[Source data]:
● ● ● ● ● ● ●
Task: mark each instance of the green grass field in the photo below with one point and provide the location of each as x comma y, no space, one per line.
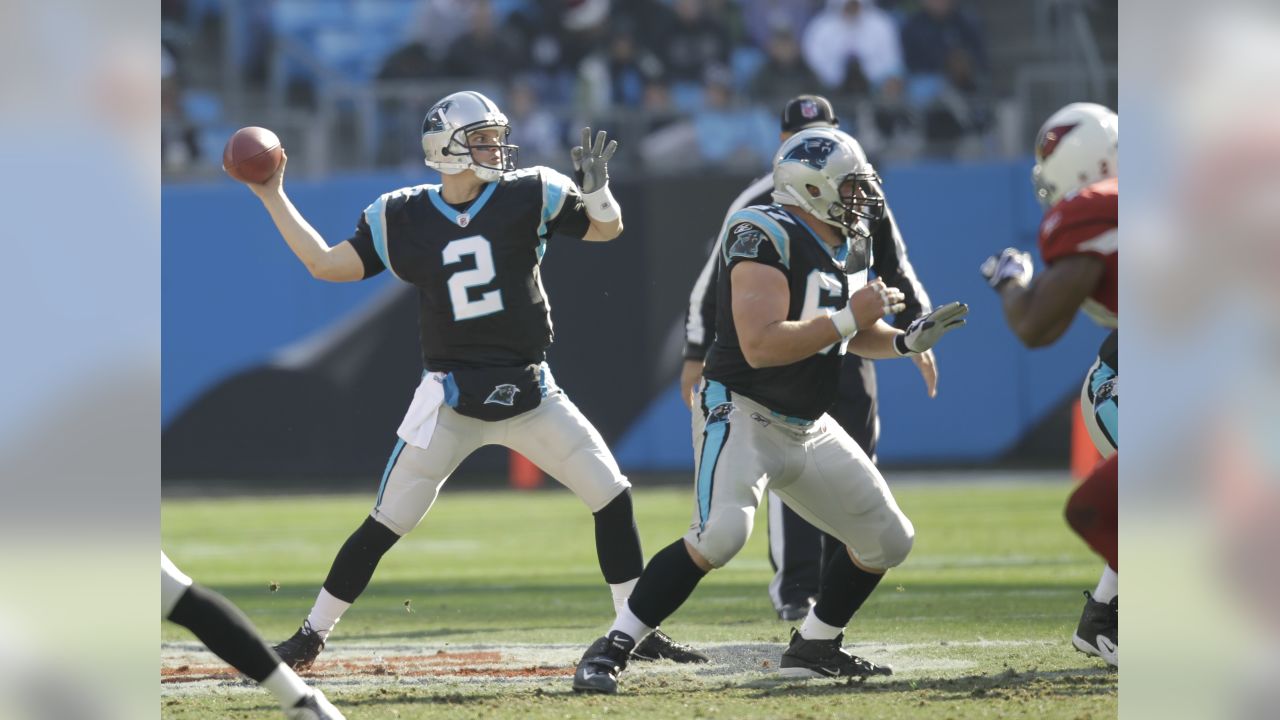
484,610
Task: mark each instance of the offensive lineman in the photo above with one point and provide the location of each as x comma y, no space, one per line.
472,246
228,634
798,551
792,299
1075,178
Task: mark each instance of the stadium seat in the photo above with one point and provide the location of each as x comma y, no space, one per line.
745,63
202,106
688,96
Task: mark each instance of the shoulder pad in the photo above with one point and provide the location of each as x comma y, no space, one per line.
396,197
746,228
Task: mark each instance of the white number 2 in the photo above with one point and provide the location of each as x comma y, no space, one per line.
489,302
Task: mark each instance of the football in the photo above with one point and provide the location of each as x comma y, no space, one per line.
252,154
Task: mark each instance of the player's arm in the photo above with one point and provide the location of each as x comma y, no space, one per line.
890,261
768,340
336,264
590,165
1040,310
699,327
882,341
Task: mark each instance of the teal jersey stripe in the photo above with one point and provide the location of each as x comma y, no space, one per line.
387,473
713,442
771,227
553,199
472,210
376,215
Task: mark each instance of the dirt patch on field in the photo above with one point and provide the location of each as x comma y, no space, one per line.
479,664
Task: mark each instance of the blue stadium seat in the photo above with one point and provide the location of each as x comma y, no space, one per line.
686,96
388,17
201,106
745,63
343,49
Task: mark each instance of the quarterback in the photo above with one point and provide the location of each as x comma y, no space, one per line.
1077,182
792,299
472,246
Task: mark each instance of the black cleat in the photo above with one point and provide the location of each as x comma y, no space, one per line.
659,646
301,650
795,611
1097,632
826,659
602,664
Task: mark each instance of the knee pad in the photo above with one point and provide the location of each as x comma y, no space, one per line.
720,542
895,545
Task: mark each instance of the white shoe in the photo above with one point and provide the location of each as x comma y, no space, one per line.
314,706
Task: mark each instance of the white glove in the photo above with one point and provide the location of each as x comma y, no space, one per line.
1010,264
924,332
592,172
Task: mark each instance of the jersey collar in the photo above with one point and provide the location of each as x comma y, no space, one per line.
464,218
837,254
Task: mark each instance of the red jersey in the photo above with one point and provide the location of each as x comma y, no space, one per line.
1086,223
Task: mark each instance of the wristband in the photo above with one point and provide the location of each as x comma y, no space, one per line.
600,205
845,322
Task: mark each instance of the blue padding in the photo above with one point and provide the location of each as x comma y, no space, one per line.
713,442
451,391
387,473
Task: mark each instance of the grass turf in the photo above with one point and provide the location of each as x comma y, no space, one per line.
977,621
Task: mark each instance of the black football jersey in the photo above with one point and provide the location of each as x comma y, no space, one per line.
481,301
821,279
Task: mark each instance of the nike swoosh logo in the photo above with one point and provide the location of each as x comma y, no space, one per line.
1105,643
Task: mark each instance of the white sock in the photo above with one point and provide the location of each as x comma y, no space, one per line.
287,687
630,624
621,592
327,613
1109,586
814,629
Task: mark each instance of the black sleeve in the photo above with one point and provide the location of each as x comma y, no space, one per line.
364,244
890,263
700,315
570,217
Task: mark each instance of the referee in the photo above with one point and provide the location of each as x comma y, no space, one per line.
796,548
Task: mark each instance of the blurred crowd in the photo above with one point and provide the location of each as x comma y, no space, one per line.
682,81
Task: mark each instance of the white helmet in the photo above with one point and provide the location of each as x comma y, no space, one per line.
1075,146
446,128
809,171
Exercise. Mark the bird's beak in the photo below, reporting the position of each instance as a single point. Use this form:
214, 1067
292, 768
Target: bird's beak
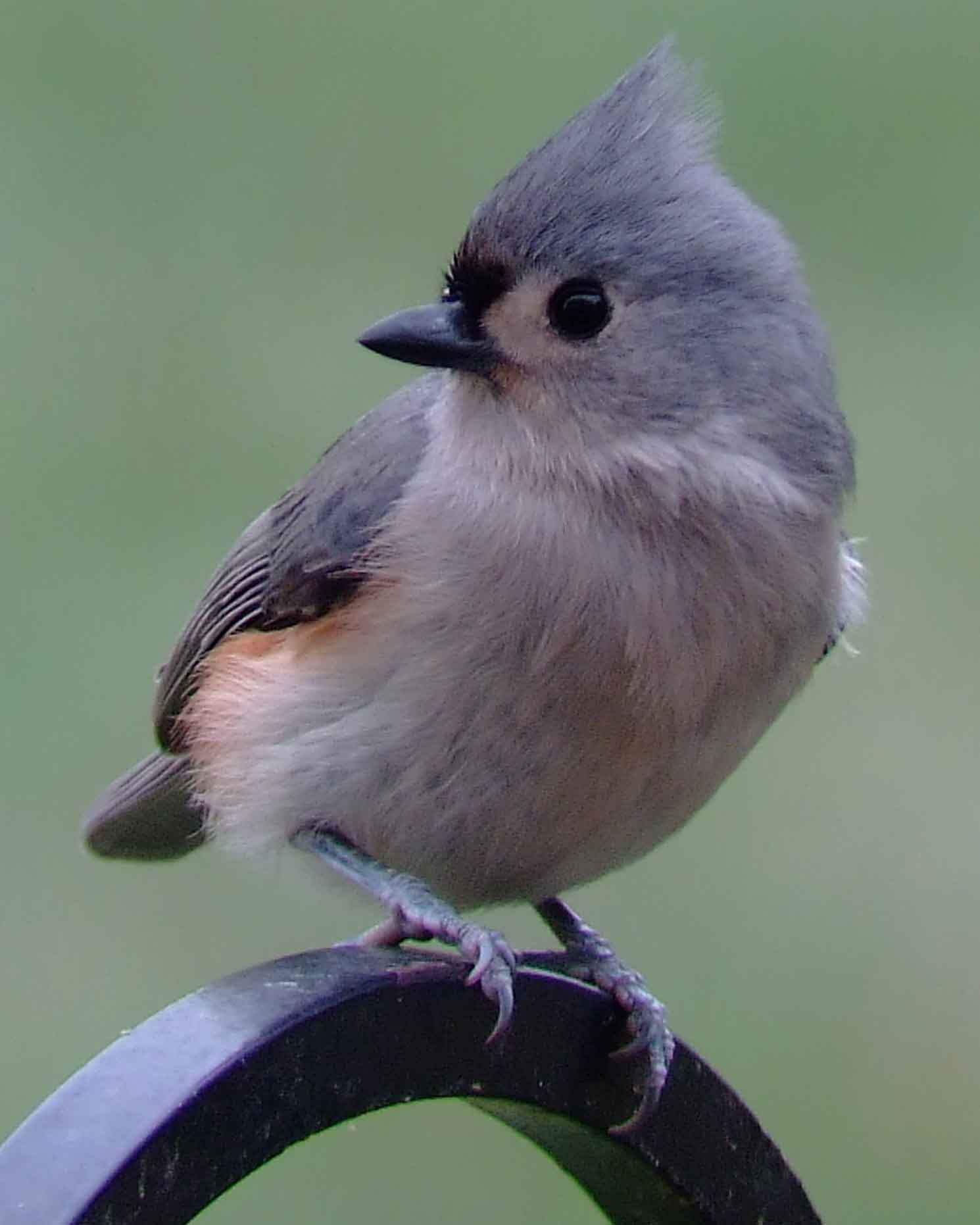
433, 336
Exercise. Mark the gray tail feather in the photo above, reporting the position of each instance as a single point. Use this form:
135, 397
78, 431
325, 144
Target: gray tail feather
146, 814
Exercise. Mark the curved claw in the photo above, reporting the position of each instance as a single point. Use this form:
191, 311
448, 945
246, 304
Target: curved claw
493, 968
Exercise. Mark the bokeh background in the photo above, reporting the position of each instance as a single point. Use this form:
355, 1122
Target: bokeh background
201, 206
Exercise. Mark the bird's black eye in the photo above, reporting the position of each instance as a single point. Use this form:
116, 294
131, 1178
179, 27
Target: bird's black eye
579, 311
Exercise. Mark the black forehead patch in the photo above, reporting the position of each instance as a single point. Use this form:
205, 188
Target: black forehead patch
474, 281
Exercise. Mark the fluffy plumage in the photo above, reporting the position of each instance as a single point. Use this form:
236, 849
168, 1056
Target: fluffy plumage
518, 625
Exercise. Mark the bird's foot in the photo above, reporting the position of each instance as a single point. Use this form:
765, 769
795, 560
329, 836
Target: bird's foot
417, 913
592, 959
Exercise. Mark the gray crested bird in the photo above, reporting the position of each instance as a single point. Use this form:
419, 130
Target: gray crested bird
521, 621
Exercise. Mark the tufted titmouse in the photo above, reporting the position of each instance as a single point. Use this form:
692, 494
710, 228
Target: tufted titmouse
521, 621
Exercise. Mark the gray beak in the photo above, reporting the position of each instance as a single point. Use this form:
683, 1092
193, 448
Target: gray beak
433, 336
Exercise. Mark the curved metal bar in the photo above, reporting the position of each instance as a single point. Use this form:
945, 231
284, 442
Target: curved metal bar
201, 1094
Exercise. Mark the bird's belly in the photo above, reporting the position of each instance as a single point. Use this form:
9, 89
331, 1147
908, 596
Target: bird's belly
490, 784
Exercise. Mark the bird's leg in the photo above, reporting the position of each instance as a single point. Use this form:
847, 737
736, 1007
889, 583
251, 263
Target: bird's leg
592, 959
416, 913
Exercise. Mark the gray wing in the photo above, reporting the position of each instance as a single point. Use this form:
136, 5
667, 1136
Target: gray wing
299, 559
302, 557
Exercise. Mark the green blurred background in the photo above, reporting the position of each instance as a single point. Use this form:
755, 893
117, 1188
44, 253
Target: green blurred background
201, 206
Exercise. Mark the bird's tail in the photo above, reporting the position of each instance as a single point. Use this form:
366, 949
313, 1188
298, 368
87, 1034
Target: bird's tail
149, 813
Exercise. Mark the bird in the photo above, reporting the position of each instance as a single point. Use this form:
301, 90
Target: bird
518, 624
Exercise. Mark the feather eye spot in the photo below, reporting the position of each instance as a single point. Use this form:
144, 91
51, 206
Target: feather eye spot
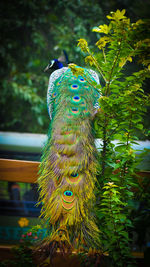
● ● ● ● ● ● ●
[Task details]:
Without copying any images, transcribe the records exactly as they stand.

[Written response]:
Task: mark each instance of the green grass field in the photo below with one point and provide the location of each as x comma y, no space, one per line.
484,610
Task: mark each instance of the offensive lineman in the photo above with one point and provide the location of each as x comma y, no space, one per line.
472,246
228,634
798,551
792,299
1075,178
Task: mark each instance of the stadium seat in the photo above with one point and provide the location of each as x comma y, no space, one per line.
745,63
202,106
688,96
Task: mark each instance of the shoulder pad in the photo above with one point and provide the location of each as x comma y, no space, one per line.
396,197
746,228
Task: mark each instance of the white number 2 in the photo above with one point and provide the location of each as x comma y, no space, one per line.
489,302
Task: mark each instance of the football in the photo above with one point and provide the location of each as x comma y, no space, one per line.
252,154
Task: mark each instance of the player's arm in the photo above with one point and provide the location of each as x comma y, no space, one per line.
890,261
768,340
336,264
590,165
1040,310
699,327
882,341
Task: mark each instance of the teal jersey stripe in the photo above with one point and provide the location of each as x comma y, no space, one per line.
387,473
713,442
771,227
553,199
472,210
376,215
Task: mark each instance of the dirt patch on field in the photo above with one point and provide the location of each as x comma y, no space, one per line.
479,664
Task: mark each instance of the blue stadium seat in the photo above with one point and provide the location of each as x comma y, no space, one per line.
686,96
388,17
201,106
745,63
343,49
Task: mark each instance of the quarterback in the photo above with one point and provide the location of each as x comma y, no space, one per line.
1077,182
792,299
472,246
Task: mark each instance of the black cleat in the photo above with one point and provide the location of each as x comma y, no space, one per line.
659,646
301,650
795,611
1097,632
826,659
602,664
Task: mark each instance of the knee pad in the photo above with one point and provide the location of each as x comma y, no space, one per line.
720,542
895,545
Task: mark each instance of the white shoe in the photo above with one point and provide the location of each as x comma y, no space, one per line.
314,706
Task: mark each instance of the white glove in the photo above with one point and provide the location of each as x comma y, no space, one per line.
1010,264
924,332
592,172
Task: mark each instance of the jersey collar in the photo above with one point and provide the location of each as x comma y, no space, one per line.
464,218
837,254
Task: mark each instance of the red jersey in the photo above with one point and provide the location of each as x comma y, no space, one per line.
1086,223
Task: mark each instance of the wristband in the photo above with one point and provide the location of each as x comma y, no space, one per line.
600,205
845,322
Task: mark each instance of the blue padding in the photo above with one point and provide the location of each as x comma y, no space, one per line.
713,442
451,391
387,473
Task: mark each instance of the grass turf in the photo above with one point and provide the location of each as x comma y, no space, one per line.
977,621
Task: mark each instance of the black football jersey in the photo above with one point and provide the location of each as x comma y, no space, one per line.
481,301
821,279
Task: mark each instance of the nike swoosh logo in the photo above with one point and provide the location of each as x comma y, no space, one per line.
1105,643
Task: mark each instance of the white sock in the photo above with one point and provide the location of each as x comma y, no space, one per line.
287,687
630,624
621,592
327,613
1109,586
814,629
Task: mark each instance of the black sleeve in the photo above with one point and provide the location of each as x comma y, no space, one per line.
364,244
890,263
700,315
570,217
Task: mark each instance of the referee in the photo above with one point and provide the location of each as x comma y, no space, one per line.
796,548
Task: mark each instance of the blurred crowd in the photo above with one point and provide the location of each as x comma y, no space, one per line.
682,81
Task: mark each instance of the white helmet in the photo above with one point and provide the location of each as x comma y, no space, one per line.
1075,146
446,128
809,171
Exercise. Mark the bird's beak in the photo below, reporting the position of each instance as a single point. Use this form:
214, 1067
292, 768
Target: bird's beak
433, 336
Exercise. Mark the gray tail feather in the photo above, reporting the position of each instance as a single point. Use this form:
135, 397
78, 431
325, 144
Target: gray tail feather
146, 814
Exercise. Mark the curved claw in the photo above, reporting the position of each instance as a single point. Use this form:
191, 311
448, 945
246, 304
Target: curved claw
493, 968
Exercise. Mark the bokeh background in the photo above, reporting the position of each instance as a single point. Use this form:
355, 1122
Target: bokeh background
201, 206
Exercise. Mark the bird's black eye in the photo above, reporting the position of each instance as a single point. Use this form:
116, 294
131, 1178
179, 27
Target: bird's black eye
579, 311
Exercise. Mark the black forehead patch in the photo above, reporting the position of each instance as a single point. Use this form:
205, 188
Target: black forehead patch
474, 281
Exercise. Mark the fluffy plumage in the photo above, reporting the position of each instance as a single point. Use this form:
236, 849
168, 1056
Target: fluffy plumage
518, 625
Exercise. Mark the bird's foot in the photo above, reporting the position of each instance as a single point. Use this form:
765, 769
795, 560
329, 836
Target: bird's foot
417, 913
592, 959
Exercise. Mark the gray crested bird in the photo above, reporting the position of each instance as a single point. Use this form:
419, 130
Target: gray crested bird
521, 621
Exercise. Mark the tufted titmouse in the photo above, reporting the position of each instance as a single point. Use this form:
692, 494
710, 228
Target: tufted titmouse
521, 621
Exercise. Mark the gray beak in the photo above, reporting the position of each instance as a single point. Use this form:
683, 1092
193, 448
Target: gray beak
433, 336
Exercise. Mark the curved metal bar in the photo above, reporting the position of each instance as a single point. Use this form:
945, 231
284, 442
Target: curved metal bar
201, 1094
Exercise. Mark the bird's belly in the photo above, reporting the position of each instance as a single point. Use this form:
9, 89
331, 1147
908, 596
Target: bird's belly
490, 784
Exercise. Mark the bird's leg in the photo above, reporting the position of each instance as a single point. Use this form:
847, 737
736, 1007
889, 583
251, 263
Target: bird's leg
592, 959
416, 913
Exercise. Mark the gray wing in the photo above, reporting the position of each instance as a single point. Use this form:
136, 5
667, 1136
Target: gray wing
299, 559
302, 557
Exercise. Mark the green blurred background in the photo above, reporting the position of each instance as a single point. Use this form:
755, 893
117, 1188
44, 253
Target: green blurred background
201, 206
Exercise. Mark the bird's tail in the photo above, reporting the position of each instance as a single point. Use this form:
366, 949
313, 1188
298, 368
87, 1034
Target: bird's tail
149, 813
Exercise. Mark the bird in the photo above, reporting the position of each instance as a single point. Use this form:
301, 90
Target: bird
518, 624
Exercise. Mark the feather eye spot in the photo below, reporting the position of each instance as a single point. Use this form:
144, 91
51, 206
Target: feather eye spot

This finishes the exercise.